_Actions to take_.
a) Copy out the passage in the article on the 2016 National JSHS, from "The National Junior" to "conference or symposium.".
b) Answer these questions using the article on the 2016 National JSHS:
(i) How many university-held regional symposia are there?
(ii) Which three universities hold the symposia that cover the DC area?
(iii) By what date are applications for the Virginia Junior Science and Humanities Symposium due?
c) Resume the article on the 2016 National JSHS and write what comes after its final sentence.
*** Extracted text Section Begins ***
Jan 15, 2016

The 2016 National JSHS reaches out to young scientists

The National Junior Science and Humanities Symposium (JSHS), one of several prestigious national science competitions, is once again offering unique opportunities for students to present original research to panels of expert judges and the potential to win thousands of dollars in scholarships.

And over the next few weeks, regional program directors for the JSHS will be issuing calls for outstanding high school research papers in eight previously-determined STEM (science, technology, engineering, mathematics) categories.

Unlike more familiar competitions sponsored by Intel and Siemens, JSHS departs from a traditional science fair format and employs a process more similar to that used for scientific or academic conferences and publications. Students are asked to submit abstracts for consideration at a regional level. If accepted, the research is then presented at a conference or symposium.

JSHS regional and national symposia are held during the academic year and typically reach over 10,000 high school students throughout the US, Puerto Rico, and the Department of Defense Schools of Europe and the Pacific Rim. Each of 48 university-held regional symposia invites participation from secondary schools within their region.

For example, the DC area is covered by three separate regions and includes symposia held at James Madison University, Georgetown University, and the University of Maryland. It’s a complicated arrangement, but students have a fair amount of flexibility about where to submit abstracts and are not limited by residency.

Although the DC deadline for submission has passed for this year, Virginia and Maryland are still accepting abstracts. Students in local high schools not already participating at Georgetown  may still be eligible for consideration by Virginia or Maryland.

According to Doreen DeVore, who helps to organize the Virginia event, the military sponsors of the JSHS are looking for greater participation from historically underrepresented students this year and  Virginia is experimenting with a new registration process which will become mandatory next year.  Students who want to apply to the Virginia Junior Science and Humanities Symposium need to email Mrs. DeVore, at svrsfair@yahoo.com to get applications, which are due by January 31, 2016.
*** Extracted text Section Ends ***
*** Data under study Section Begins ***
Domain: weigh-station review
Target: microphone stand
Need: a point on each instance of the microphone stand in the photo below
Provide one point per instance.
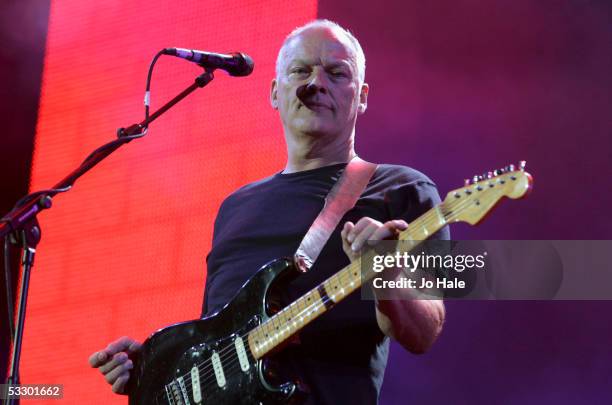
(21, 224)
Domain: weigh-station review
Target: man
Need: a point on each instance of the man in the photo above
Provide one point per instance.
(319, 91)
*** Data under study Section Ends ***
*** Data under study Section Begins ***
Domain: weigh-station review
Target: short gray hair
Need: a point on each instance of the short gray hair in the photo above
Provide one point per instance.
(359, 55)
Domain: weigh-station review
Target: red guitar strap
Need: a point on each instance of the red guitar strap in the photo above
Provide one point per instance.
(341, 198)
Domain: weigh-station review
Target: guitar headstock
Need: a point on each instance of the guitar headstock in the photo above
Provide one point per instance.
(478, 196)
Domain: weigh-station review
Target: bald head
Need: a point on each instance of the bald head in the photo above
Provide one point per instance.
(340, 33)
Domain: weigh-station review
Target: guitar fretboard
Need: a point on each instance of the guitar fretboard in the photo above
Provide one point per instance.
*** Data under study Section Ends ***
_Your responses_.
a)
The National Junior Science and Humanities Symposium (JSHS), one of several prestigious national science competitions, is once again offering unique opportunities for students to present original research to panels of expert judges and the potential to win thousands of dollars in scholarships.

And over the next few weeks, regional program directors for the JSHS will be issuing calls for outstanding high school research papers in eight previously-determined STEM (science, technology, engineering, mathematics) categories.

Unlike more familiar competitions sponsored by Intel and Siemens, JSHS departs from a traditional science fair format and employs a process more similar to that used for scientific or academic conferences and publications. Students are asked to submit abstracts for consideration at a regional level. If accepted, the research is then presented at a conference or symposium.

b)
(i) 48
(ii) James Madison University, Georgetown University, and the University of Maryland
(iii) January 31, 2016

c)
To compete, students must present original research on a topic in one of the following general categories:
  • Environmental Science
  • Biomedical Sciences; Molecular/cellular
  • Life Sciences
  • Medicine & Health/Behavioral sciences
  • Engineering and Technology
  • Math and Computer Science, Computer Engineering
  • Physical sciences, including Physics, Astronomy, Internet of Things
  • Chemistry, including  physical chemistry, materials science, alternative fuels, geochemistry
Work may be part of a class project, a summer research project, or a science fair entry.

And the prizes are huge. Regional finalists receive scholarships, expense-paid trips to the National JSHS, and opportunities to compete for additional scholarships up to $12,000.

Originated in 1958 as part of a greater effort to focus attention on the sciences and scientific research, the JSHS Program is sponsored by the US Departments of Army, Navy, and Air Force. In addition to the financial incentives, students who participate get to interact with practicing researchers and potentially have their work published.

And many of these students go on to have amazing careers launched by their participation in science competitions like the Junior Science and Humanities Symposium.